_Passage choisi_
/---
La persévérance de Chang-Tong paie, il est admis à l'université. Un monde nouveau s'ouvre à lui malgré l'exiguité de la chambre qu'il partage avec un coloc fondu de rap. Du Haibin explore avec finesse cet univers un peu hors sol qu'est l'université pour Chang-Tong. Il doit emprunter pour s'acheter un ordinateur, tout comme sa famille l'a fait pour financer son entrée à l'université. Il vaut mieux adhérer à l'association des étudiants. Chang-Tong en devient un membre actif et y propose ses services de photographe. Le tableau personnel comprend sans surprise la rencontre avec l'amour sous la forme d'une brillante étudiante de sa classe.

Mais Du Haidin n'oublie pas son sujet et nous donne le privilège de partager les cours très politiques que suit Chang-Tong. Les étudiants y apprennent sagement que Mao Tse Toung a eu une perception visionnaire dont on doit s'inspirer. Un gouvernement ne saurait s'imposer en allant contre les aspirations profondes de son peuple: or la Chine n'a pas de tradition démocratique. Et seuls les régimes autoritaires ont su porter leurs peuples sur la voie du progrès. CQFD.
\---
_Activité A_
Dans le passage sur Chang-Tong, quels services propose-t-il à l'association des étudiants ?
_Activité B_
Poursuivez le passage sur la vie universitaire de Chang-Tong à partir de sa dernière phrase.
Les enregistrements ne sont pas utiles ici.

_Entrées fournies_
/---
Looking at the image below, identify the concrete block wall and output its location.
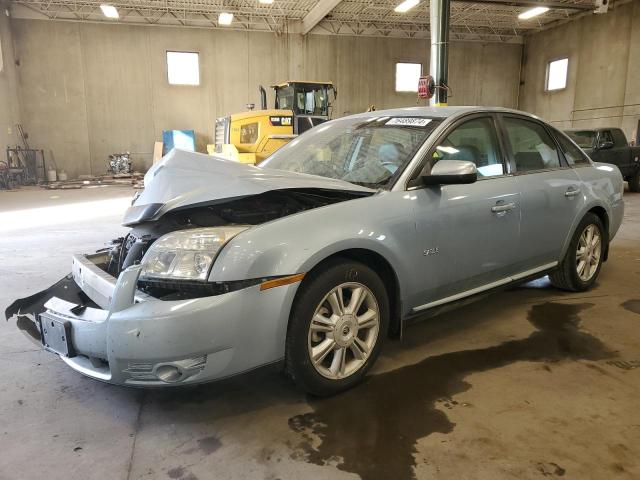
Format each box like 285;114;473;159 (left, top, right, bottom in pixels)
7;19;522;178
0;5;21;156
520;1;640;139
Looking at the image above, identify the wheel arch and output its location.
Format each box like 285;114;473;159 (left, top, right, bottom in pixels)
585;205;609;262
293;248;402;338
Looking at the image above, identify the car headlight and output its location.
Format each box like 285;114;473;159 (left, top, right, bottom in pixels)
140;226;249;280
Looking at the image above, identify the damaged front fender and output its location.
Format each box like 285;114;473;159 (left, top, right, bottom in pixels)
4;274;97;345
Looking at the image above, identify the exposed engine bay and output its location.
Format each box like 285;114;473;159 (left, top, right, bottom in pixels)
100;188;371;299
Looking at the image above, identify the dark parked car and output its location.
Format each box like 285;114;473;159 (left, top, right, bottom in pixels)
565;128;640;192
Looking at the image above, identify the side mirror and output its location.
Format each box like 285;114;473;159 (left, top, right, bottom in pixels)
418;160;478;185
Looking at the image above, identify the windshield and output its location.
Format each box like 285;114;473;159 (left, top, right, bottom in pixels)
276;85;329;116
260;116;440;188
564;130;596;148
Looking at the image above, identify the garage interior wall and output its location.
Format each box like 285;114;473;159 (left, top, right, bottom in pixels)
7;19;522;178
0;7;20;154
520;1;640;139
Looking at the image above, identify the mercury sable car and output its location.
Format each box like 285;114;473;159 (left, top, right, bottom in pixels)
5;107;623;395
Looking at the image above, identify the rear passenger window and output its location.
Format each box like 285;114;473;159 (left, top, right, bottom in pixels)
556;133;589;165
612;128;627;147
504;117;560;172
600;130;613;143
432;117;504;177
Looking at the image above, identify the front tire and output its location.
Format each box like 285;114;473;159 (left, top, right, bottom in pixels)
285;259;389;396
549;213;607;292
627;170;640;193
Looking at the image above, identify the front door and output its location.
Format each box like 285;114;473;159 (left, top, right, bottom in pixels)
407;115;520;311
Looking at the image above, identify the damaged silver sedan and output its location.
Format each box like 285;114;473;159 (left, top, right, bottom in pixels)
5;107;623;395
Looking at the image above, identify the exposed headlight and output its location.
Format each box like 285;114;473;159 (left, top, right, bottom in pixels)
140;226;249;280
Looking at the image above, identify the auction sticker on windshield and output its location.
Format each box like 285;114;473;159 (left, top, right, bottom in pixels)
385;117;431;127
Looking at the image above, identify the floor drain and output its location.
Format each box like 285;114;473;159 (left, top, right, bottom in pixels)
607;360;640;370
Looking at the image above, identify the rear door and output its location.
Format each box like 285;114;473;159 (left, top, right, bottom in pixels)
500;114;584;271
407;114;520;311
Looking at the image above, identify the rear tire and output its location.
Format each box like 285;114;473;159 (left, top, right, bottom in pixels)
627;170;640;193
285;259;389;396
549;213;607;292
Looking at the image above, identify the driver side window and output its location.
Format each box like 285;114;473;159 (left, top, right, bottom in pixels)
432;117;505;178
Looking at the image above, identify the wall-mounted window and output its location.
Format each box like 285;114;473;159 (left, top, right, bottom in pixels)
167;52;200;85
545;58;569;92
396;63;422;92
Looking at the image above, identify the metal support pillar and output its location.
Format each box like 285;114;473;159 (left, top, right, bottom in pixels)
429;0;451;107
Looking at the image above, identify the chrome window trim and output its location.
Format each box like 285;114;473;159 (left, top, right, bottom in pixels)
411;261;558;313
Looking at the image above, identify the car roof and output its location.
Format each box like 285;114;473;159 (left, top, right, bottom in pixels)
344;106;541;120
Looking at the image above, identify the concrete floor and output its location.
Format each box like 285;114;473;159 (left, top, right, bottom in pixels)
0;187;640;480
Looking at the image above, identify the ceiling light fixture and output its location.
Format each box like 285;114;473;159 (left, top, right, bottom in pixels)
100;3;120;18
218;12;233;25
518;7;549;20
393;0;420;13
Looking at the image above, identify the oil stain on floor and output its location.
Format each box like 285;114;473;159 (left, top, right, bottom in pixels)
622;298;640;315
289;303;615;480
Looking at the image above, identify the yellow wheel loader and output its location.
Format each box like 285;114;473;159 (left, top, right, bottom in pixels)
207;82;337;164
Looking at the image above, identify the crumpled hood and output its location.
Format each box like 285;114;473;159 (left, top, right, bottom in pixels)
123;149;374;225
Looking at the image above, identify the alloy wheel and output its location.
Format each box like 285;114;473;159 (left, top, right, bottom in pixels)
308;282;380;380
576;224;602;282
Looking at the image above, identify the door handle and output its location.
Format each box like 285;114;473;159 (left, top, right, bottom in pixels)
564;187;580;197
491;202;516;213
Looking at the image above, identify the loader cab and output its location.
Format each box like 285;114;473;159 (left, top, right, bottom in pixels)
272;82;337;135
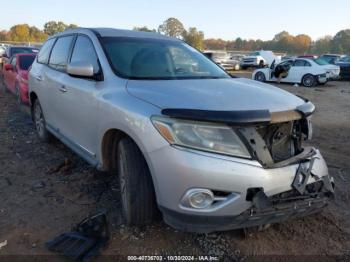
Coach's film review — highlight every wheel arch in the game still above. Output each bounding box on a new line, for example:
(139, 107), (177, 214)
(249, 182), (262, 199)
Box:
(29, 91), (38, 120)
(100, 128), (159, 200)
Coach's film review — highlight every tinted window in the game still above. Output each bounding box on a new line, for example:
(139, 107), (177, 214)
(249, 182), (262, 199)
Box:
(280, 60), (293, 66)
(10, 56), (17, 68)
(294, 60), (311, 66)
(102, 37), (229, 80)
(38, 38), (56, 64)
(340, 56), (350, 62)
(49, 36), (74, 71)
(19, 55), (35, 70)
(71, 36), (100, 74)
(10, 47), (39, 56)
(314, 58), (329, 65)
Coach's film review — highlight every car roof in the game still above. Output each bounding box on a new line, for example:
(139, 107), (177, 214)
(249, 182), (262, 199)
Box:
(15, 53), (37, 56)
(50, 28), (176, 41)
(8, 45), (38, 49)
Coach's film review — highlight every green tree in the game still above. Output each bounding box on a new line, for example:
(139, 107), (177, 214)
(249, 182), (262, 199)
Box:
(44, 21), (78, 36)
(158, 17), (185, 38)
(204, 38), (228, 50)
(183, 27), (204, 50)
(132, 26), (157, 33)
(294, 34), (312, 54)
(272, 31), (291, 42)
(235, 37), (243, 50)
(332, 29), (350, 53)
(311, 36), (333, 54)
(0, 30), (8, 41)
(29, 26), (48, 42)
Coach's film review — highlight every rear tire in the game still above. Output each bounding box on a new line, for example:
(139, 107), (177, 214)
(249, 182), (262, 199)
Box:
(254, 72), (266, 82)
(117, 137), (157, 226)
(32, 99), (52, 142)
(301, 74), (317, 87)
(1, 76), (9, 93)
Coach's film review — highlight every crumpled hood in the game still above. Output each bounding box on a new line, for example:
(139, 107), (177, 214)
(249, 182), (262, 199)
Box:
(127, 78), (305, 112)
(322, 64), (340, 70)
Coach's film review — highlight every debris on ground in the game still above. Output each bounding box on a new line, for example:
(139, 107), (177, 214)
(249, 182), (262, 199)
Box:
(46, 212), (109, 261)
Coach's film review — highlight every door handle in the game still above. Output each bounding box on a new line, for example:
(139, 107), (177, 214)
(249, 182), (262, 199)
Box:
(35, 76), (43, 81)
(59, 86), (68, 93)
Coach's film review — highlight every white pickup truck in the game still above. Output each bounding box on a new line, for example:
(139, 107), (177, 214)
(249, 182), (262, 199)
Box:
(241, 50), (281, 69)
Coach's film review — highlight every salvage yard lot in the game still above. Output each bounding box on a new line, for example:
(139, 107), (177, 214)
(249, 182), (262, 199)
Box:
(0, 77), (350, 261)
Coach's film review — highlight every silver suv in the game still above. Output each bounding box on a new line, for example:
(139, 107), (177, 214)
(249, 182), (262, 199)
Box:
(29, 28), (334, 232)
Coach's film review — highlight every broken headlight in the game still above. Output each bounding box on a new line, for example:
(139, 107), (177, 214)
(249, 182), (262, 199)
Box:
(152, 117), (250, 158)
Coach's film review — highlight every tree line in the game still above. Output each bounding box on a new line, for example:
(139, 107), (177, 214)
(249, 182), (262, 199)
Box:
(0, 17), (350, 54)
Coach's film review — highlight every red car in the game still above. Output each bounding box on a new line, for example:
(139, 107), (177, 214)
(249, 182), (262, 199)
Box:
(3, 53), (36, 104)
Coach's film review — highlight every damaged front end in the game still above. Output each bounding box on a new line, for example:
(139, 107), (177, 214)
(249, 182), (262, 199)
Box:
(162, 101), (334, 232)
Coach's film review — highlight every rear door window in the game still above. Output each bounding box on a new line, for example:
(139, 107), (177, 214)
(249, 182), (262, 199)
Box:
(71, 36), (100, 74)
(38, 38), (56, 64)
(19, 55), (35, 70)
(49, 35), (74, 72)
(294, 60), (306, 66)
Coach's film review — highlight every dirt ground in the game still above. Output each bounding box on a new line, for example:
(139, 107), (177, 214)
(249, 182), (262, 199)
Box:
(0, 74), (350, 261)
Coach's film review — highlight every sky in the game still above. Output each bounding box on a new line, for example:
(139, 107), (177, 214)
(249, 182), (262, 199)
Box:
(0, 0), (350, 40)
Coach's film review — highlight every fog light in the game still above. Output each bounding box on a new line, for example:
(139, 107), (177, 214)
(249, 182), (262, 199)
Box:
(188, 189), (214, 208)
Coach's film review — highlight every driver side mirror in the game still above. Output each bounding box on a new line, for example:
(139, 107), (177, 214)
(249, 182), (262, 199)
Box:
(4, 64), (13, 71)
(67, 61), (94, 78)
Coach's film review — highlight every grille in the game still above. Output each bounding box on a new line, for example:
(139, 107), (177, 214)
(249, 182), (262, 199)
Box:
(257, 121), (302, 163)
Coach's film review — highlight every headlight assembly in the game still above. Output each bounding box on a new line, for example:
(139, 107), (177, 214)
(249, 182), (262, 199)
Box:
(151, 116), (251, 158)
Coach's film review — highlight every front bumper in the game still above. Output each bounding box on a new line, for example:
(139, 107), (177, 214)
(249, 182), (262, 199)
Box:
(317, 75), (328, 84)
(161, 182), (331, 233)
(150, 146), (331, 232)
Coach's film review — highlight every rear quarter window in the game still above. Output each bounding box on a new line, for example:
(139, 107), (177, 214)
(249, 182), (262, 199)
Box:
\---
_Réponse A_
Il y propose ses services de photographe.

_Réponse B_
Les convictions politiques de Chang-Tong apparaissent assez floues. Il cite de manière assez détachée la répression qui s'est abattue sur les manifestants de la place Tian 'anmen, et la persécution qui les a suivis tout au long de leur vie. Mais on sent toujours une attirance pour le spectaculaire révolutionnaire.

Un éveil se produit lorsqu'il va avec un groupe d'étudiants bénévoles assurer pendant quinze jours un enseignement dans un village reculé. Enseignement est sans doute un grand mot. En quelques jours, des mots de mandarin sont assénés à des enfants de l'éthnie Yi dont ce n'est pas la langue, des rudiments d'arithmétique, des chants patriotiques, une cérémonie de lever du drapeau national, le tout dans la boue et au milieu des poules.

Lorsque Chang-Tong est confronté à la corruption endémique qui caractérise la construction immobilière en Chine, son regard bascule. Les notables s'approprient de juteuses subventions lors des opérations de rénovation de quartiers entiers en détruisant les maisons des familles comme celle de Chang-Tong. Son grand père malade et très âgé n'y survit pas. Et film dans le film, Chang-Tong documente avec son appareil photo-caméra les derniers jours de son grand père et l'émouvante résistance de la famille devant l'avancée des démolisseurs.

Lorsqu'on retrouve Chang-Tong à l'université, il a bien changé. Crâne rasé et vaguement sentencieux, il apparaît à ses camarades comme un jeune homme en colère.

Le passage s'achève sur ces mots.